• Source document:
Fellow Shareholders:

As most of you know, our Company instituted in 2003 mandatory retirement for senior executives, as of December 31 of the year in which they attain the age of 65. As I recently celebrated my 65th birthday, this 2007 annual letter to shareholders will be the last in which I will have the opportunity to express my thoughts to you about our Company and our business. As it seems appropriate for me to comment in this letter on management succession and on my personal vision for our Company, I have asked my colleagues to make an exception to our usual practice of co-signing our letters to shareholders. Accordingly, I have undertaken to write it from the perspective of my future role as an outside shareholder, as well as from my current position as Chief Executive Officer.

In my assessment, our Company enters the final year of my service with clear-cut strengths and weaknesses. Our Company's two greatest weaknesses, in my judgment, are our relatively small asset size and the exposure of our industry, the venture-capital industry, to the currently rocky economy and capital markets. Our Company's greatest strengths, in my judgment, are our people, including all of our employees and our board of directors; our portfolio; our debt-free, highly liquid balance sheet; our position as a leader with respect to venture capital for nanotechnology; our relationships with sources of deal flow; and most importantly, our reputation - not only for fair dealing, responsible conduct, technical excellence, and leadership in our chosen field of venture capital for tiny technology, but also for making successful investments.

• Extracted records:
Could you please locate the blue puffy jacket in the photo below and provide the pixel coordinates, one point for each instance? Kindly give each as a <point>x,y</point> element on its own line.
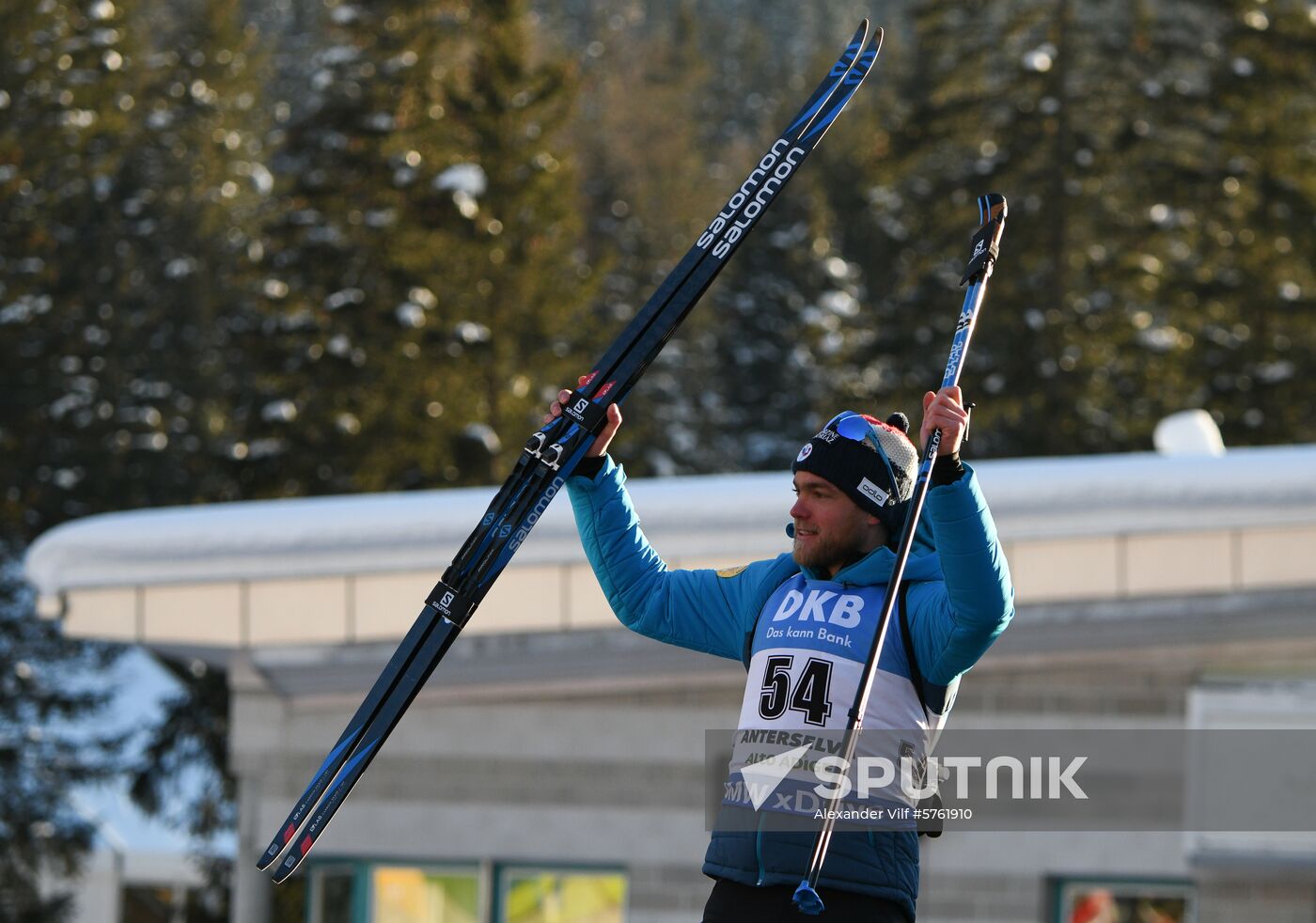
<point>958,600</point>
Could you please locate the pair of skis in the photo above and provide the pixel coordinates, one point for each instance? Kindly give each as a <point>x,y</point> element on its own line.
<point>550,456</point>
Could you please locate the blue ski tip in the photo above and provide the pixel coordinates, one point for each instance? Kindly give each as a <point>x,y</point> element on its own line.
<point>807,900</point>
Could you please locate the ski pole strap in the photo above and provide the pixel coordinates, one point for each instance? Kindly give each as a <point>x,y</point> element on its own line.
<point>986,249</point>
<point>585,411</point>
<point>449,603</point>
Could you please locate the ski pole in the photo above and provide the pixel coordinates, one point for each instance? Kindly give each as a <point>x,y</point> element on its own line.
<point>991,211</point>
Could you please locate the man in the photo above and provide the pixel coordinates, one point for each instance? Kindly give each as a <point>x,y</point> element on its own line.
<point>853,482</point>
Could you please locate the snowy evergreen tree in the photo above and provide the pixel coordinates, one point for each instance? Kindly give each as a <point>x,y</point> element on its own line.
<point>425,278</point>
--
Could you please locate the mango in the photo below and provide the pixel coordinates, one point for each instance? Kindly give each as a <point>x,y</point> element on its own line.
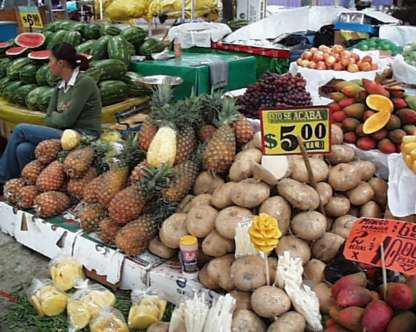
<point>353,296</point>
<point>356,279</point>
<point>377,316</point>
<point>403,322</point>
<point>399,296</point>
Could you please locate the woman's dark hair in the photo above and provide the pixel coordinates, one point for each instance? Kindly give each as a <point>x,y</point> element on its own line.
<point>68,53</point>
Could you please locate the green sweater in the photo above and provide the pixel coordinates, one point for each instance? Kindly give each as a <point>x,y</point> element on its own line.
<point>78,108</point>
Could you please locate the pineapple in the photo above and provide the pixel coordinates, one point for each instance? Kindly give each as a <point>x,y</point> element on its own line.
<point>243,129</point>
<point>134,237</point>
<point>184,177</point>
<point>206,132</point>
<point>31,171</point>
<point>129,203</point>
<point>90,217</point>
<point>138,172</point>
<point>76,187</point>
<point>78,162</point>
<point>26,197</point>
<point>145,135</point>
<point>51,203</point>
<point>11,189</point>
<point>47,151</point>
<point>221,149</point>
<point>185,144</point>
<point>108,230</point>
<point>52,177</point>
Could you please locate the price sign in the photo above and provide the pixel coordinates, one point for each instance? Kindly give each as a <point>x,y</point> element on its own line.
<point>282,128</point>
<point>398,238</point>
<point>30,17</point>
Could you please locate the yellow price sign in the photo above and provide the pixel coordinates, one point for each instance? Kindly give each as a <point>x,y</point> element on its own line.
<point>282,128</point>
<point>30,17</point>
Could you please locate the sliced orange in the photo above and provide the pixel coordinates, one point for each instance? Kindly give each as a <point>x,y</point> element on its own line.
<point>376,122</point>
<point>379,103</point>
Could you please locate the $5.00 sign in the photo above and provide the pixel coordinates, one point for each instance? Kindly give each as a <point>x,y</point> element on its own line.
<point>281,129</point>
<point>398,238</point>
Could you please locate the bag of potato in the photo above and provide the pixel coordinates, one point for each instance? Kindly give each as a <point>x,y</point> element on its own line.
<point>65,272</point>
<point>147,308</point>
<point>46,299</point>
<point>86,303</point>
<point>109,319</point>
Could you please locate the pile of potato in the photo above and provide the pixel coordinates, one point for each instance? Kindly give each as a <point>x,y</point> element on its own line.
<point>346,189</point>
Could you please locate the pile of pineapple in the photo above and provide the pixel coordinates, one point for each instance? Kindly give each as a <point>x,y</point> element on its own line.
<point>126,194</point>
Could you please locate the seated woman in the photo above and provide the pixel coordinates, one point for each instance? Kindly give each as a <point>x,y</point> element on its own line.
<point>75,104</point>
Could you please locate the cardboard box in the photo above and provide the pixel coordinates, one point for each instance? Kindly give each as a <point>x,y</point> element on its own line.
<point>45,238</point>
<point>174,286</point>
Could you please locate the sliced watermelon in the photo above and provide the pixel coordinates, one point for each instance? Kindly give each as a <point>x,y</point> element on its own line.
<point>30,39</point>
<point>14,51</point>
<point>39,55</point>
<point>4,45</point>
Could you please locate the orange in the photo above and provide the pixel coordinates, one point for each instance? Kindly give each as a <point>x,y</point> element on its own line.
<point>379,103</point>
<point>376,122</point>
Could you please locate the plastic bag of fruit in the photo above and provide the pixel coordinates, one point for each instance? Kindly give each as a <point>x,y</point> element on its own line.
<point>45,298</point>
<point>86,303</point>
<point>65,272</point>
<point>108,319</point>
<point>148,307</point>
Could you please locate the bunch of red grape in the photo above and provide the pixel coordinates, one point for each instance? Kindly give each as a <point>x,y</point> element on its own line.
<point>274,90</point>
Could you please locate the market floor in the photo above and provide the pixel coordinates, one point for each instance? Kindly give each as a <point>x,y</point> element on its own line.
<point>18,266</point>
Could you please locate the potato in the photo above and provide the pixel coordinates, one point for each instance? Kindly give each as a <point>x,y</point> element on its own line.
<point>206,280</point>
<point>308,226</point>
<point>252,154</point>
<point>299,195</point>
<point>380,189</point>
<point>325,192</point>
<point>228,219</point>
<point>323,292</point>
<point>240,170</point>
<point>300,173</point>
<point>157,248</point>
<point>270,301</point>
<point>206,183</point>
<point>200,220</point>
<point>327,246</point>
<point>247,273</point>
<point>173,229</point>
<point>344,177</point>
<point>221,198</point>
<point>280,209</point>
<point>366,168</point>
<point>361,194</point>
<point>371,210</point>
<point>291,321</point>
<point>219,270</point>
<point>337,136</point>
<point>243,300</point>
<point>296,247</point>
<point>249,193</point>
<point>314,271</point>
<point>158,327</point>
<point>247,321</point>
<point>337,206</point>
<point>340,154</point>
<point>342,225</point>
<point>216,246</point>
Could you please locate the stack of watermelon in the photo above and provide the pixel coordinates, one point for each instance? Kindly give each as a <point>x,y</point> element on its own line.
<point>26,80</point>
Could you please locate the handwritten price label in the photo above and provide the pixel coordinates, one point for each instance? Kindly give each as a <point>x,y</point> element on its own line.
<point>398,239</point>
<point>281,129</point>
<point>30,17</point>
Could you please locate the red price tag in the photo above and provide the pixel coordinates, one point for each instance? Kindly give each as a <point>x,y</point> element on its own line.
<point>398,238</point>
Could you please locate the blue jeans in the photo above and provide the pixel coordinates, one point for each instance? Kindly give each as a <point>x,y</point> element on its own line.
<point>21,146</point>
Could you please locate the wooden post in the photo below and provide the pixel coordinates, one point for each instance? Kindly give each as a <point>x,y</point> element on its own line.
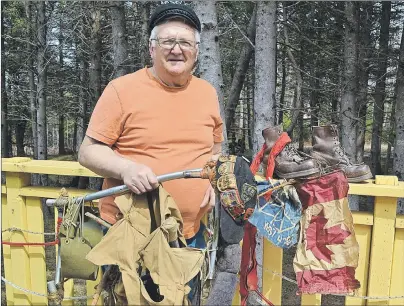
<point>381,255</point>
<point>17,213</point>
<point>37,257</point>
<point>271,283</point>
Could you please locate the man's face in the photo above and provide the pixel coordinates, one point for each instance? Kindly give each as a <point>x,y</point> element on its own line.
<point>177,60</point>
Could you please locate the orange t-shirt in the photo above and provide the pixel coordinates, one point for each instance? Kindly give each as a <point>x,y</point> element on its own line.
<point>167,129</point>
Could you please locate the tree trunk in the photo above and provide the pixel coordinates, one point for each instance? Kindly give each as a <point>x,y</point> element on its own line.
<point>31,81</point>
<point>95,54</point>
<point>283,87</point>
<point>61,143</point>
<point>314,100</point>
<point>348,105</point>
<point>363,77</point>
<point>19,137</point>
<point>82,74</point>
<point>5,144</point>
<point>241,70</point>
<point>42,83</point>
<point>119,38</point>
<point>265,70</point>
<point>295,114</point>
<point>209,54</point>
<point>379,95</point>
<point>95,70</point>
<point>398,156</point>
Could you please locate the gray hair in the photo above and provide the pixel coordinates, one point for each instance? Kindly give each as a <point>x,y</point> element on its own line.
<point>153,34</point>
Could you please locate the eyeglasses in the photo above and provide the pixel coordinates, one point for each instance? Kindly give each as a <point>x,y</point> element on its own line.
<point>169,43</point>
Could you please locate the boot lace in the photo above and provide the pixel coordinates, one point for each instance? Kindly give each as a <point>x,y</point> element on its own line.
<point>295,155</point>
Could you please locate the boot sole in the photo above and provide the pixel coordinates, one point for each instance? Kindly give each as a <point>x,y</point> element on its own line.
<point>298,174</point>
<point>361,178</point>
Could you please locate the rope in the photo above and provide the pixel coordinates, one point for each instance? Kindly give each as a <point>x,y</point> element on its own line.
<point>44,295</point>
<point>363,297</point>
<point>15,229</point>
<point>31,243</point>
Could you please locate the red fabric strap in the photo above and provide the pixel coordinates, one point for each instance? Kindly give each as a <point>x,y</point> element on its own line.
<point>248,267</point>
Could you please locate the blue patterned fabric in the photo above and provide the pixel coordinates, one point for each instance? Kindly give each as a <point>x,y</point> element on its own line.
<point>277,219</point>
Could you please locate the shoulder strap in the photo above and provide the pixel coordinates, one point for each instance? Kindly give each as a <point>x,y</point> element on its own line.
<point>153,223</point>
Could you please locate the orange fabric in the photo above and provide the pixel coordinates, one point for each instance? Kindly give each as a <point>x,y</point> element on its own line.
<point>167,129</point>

• Work to be completed: Carry on the shareholder letter above from the point where it stops.

• Output of the exercise:
Since we began making new investments strictly in tiny technology in the second half of 2001 and since we began reinvesting our after-tax capital gains, rather than paying them out through cash dividends and stock buy-backs, our Company has grown rapidly. In the last five years, our net assets have increased at a compound annual rate of 38.4 percent, from $27,256,046 at December 31, 2002, to $138,363,344 at December 31, 2007. Over the same period, our net asset value per share (NAV) has increased at a compound annual rate of 20.1 percent, from $2.37 to $5.93. Our net assets are now at an all-time high, and our NAV is within a penny of its all-time high. But we are still a small firm by contemporary venture-capital industry standards.

Even though our balance sheet at December 31, 2007, is quite liquid, with no debt and $60,523,602 in cash and U.S. Treasury securities (42.4 percent of our total assets), our deal flow exceeds our financial capacity. This imbalance is good in that it forces us to be highly selective, but it causes us to incur significant opportunity cost. We cannot always take full advantage of the flow of opportunities that our standing, as the venture-capital firm with perhaps the largest number of nanotechnology-related companies in its portfolio, brings us. Nor can we take full advantage of the capabilities of our investment team.

Another reason that our Company needs to continue growing its assets is to drive down cash expenses as a percentage of net assets. In recent years, the expenses that a publicly traded business development company must incur to meet regulatory requirements have escalated dramatically, pursuant to the Sarbanes-Oxley Act of 2002, Rule 38a-1 for investment companies, expanded compensation disclosure and analysis requirements, FASB Statement No. 157 for the valuation of assets, etc.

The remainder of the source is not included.